Overview

In this lesson we will work with ggplot2 and its “grammar of graphics” to create a variety of plots using the gapminder data we saw in the last lesson.

Grammar of graphics

When people talk about ggplot2 you may hear them use the phrase “grammar of graphics,” which is a conception of statistical graphics developed by Leland Wilkinson. The main components of the grammar (in bold) are defined as follows in the book ggplot2: Elegant Graphics for Data Analysis.

All plots are composed of the data, the information to visualize, and a mapping, the description of the data’s variables are mapped to aesthetic attributes. There are five mapping components:

  • A layer is a collection of geometric elements and statistical transformations. Geometric elements, geoms for short, represent what you actually see in the plot: points, lines, polygons, etc. Statistical transformations, stats for short, summarise the data: for example, binning and counting observations to create a histogram, or fitting a linear model.
  • Scales map values in the data space to values in the aesthetic space. This includes the use of colour, shape or size. Scales also draw the legend and axes, which make it possible to read the original data values from the plot (an inverse mapping).
  • A coord, or coordinate system, describes how data coordinates are mapped to the plane of the graphic. It also provides axes and gridlines to help read the graph. We normally use the Cartesian coordinate system, but a number of others are available, including polar coordinates and map projections.
  • A facet specifies how to break up and display subsets of data as small multiples. This is also known as conditioning or latticing/trellising.
  • A theme controls the finer points of display, like the font size and background colour. While the defaults in ggplot2 have been chosen with care, you may need to consult other references to create an attractive plot.

Remembering all of this isn’t necessary for generating plots quickly with ggplot2, so don’t worry if these concepts aren’t completely clear at first. As you work with ggplot2 you will start to get a sense for how these things fit together and what function calls to use.

## Entries
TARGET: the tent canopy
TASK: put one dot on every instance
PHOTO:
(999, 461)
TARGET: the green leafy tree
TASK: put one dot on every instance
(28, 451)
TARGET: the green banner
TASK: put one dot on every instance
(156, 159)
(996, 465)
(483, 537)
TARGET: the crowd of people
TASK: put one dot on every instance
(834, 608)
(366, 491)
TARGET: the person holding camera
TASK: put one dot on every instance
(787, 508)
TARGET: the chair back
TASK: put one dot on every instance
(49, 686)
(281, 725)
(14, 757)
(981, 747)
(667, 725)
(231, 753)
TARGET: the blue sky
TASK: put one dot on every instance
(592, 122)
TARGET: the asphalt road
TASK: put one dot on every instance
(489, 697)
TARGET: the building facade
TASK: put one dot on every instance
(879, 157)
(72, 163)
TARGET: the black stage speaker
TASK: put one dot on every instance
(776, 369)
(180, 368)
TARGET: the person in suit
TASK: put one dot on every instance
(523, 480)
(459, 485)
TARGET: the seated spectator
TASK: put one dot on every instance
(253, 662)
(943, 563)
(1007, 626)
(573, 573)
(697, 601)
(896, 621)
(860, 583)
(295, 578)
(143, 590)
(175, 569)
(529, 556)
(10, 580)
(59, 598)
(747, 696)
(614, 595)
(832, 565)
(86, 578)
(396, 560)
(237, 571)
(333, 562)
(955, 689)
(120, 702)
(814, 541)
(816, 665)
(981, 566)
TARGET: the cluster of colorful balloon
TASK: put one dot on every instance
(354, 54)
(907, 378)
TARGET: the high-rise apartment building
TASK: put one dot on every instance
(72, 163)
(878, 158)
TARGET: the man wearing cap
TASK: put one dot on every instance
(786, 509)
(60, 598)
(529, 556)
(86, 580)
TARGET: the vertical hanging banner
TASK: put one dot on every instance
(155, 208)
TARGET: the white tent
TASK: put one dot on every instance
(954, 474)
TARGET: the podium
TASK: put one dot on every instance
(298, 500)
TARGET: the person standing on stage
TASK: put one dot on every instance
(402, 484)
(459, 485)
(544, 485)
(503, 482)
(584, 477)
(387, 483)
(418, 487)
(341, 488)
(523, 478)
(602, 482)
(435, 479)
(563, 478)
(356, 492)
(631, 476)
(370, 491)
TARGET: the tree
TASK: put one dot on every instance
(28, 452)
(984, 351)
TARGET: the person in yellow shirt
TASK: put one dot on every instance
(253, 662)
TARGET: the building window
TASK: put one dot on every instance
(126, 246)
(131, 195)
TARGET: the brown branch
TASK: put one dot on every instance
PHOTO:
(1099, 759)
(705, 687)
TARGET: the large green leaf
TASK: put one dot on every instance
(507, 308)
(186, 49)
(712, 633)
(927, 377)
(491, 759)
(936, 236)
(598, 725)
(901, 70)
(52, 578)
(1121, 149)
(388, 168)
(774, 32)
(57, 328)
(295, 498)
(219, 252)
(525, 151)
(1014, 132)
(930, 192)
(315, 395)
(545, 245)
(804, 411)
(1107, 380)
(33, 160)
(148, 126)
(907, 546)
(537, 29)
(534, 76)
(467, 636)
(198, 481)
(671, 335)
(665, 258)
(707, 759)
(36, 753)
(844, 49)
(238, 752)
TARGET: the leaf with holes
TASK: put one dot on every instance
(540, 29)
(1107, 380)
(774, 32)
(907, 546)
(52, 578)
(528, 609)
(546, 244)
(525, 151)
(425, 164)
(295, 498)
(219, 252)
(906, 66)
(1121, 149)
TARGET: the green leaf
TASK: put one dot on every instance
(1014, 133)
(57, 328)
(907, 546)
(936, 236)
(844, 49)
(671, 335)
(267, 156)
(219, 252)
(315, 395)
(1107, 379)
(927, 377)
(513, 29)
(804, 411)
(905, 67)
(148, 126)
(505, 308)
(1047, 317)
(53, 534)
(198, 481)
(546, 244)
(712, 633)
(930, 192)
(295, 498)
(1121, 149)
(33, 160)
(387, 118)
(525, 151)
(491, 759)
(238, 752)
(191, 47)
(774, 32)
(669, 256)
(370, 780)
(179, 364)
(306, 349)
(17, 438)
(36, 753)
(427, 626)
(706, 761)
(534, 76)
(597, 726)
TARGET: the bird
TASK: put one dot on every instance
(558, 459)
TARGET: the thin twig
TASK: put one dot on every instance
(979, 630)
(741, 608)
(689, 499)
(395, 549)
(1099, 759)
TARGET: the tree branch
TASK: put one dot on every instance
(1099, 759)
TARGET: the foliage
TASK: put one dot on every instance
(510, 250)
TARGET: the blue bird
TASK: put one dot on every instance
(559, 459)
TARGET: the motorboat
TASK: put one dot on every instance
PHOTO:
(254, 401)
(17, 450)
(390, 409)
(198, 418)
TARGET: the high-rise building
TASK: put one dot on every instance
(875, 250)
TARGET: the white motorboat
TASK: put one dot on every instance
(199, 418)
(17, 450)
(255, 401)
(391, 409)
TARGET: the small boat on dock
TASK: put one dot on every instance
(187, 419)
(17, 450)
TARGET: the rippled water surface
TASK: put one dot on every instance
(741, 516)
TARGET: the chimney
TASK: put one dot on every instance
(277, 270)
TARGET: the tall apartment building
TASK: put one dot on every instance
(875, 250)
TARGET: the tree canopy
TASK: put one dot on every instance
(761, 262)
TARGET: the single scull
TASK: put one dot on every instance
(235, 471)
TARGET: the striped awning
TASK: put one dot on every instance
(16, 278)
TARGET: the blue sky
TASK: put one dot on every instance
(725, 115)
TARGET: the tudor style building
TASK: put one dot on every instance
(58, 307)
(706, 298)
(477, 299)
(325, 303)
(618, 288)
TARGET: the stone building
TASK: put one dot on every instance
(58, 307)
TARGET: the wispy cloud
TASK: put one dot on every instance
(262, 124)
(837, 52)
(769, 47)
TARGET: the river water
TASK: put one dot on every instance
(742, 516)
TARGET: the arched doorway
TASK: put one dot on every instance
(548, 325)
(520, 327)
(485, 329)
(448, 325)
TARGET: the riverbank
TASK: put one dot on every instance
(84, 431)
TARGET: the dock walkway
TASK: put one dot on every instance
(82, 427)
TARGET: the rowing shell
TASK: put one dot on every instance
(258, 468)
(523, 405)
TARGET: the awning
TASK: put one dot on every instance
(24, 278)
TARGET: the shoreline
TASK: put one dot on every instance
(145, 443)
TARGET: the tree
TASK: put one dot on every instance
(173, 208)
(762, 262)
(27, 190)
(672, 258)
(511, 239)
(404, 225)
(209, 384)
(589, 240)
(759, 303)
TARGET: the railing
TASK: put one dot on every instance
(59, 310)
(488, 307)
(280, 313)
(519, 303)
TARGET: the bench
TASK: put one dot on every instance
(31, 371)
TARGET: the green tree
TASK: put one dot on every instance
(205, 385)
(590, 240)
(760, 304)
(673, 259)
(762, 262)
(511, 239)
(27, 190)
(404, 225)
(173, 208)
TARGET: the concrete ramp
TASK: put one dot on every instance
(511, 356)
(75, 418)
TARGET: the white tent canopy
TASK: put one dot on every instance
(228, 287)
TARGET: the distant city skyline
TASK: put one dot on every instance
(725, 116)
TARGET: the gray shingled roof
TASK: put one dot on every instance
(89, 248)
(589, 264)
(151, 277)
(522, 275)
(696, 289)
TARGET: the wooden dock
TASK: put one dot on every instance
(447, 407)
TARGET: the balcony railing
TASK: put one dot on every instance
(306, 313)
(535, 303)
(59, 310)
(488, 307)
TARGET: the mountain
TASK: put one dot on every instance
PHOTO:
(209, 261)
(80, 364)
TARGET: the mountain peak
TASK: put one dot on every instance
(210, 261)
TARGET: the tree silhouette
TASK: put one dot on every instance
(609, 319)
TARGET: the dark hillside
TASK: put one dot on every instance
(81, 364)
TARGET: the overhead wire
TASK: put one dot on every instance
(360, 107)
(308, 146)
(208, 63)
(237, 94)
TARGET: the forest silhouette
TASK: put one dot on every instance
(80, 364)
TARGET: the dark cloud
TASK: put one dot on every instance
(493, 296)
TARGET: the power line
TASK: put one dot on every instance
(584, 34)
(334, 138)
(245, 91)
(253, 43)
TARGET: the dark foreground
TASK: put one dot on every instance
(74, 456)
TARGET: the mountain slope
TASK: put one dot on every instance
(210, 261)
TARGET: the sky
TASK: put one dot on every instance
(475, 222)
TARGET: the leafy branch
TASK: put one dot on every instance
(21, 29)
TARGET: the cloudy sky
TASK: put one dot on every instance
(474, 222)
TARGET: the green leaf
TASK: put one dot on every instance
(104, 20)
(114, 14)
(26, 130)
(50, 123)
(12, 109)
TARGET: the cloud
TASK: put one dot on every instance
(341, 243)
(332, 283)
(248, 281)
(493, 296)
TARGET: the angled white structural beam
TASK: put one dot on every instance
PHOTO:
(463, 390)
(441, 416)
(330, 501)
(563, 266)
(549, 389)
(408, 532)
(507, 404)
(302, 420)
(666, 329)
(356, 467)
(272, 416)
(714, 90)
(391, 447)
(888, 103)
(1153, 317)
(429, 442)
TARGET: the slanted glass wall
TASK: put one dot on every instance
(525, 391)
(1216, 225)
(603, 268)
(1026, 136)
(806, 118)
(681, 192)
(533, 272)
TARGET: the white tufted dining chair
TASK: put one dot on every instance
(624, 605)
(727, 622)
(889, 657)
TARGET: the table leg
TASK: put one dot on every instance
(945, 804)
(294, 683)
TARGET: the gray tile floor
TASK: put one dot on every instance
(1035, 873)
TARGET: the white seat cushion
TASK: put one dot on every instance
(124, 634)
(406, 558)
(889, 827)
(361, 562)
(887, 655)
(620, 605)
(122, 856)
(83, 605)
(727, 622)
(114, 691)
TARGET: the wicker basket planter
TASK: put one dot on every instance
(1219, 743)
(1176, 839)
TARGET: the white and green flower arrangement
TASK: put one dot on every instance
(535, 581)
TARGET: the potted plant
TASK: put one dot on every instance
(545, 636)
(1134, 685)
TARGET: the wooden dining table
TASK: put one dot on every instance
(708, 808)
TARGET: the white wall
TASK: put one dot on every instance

## Goals
- a) Quote the ggplot2 lesson word for word, from "In this lesson" to "the last lesson.", including both ends.
- b) In the entries, convert the lines between the one holding "TARGET: the leafy branch" and the one holding "(1035, 873)", inclusive, into a numbered list, leaving out any blank lines.

## Solutions to the exercise
- a)
In this lesson we will work with ggplot2 and its “grammar of graphics” to create a variety of plots using the gapminder data we saw in the last lesson.

- b)
1. TARGET: the leafy branch
2. TASK: put one dot on every instance
3. (21, 29)
4. TARGET: the cloudy sky
5. TASK: put one dot on every instance
6. (474, 222)
7. TARGET: the green leaf
8. TASK: put one dot on every instance
9. (104, 20)
10. (114, 14)
11. (26, 130)
12. (50, 123)
13. (12, 109)
14. TARGET: the cloud
15. TASK: put one dot on every instance
16. (341, 243)
17. (332, 283)
18. (248, 281)
19. (493, 296)
20. TARGET: the angled white structural beam
21. TASK: put one dot on every instance
22. PHOTO:
23. (463, 390)
24. (441, 416)
25. (330, 501)
26. (563, 266)
27. (549, 389)
28. (408, 532)
29. (507, 404)
30. (302, 420)
31. (666, 329)
32. (356, 467)
33. (272, 416)
34. (714, 90)
35. (391, 447)
36. (888, 103)
37. (1153, 317)
38. (429, 442)
39. TARGET: the slanted glass wall
40. TASK: put one dot on every instance
41. (525, 391)
42. (1216, 225)
43. (603, 268)
44. (1026, 136)
45. (806, 118)
46. (681, 192)
47. (533, 272)
48. TARGET: the white tufted dining chair
49. TASK: put one dot on every instance
50. (624, 605)
51. (727, 622)
52. (889, 657)
53. TARGET: the table leg
54. TASK: put one dot on every instance
55. (945, 804)
56. (294, 683)
57. TARGET: the gray tile floor
58. TASK: put one dot on every instance
59. (1035, 873)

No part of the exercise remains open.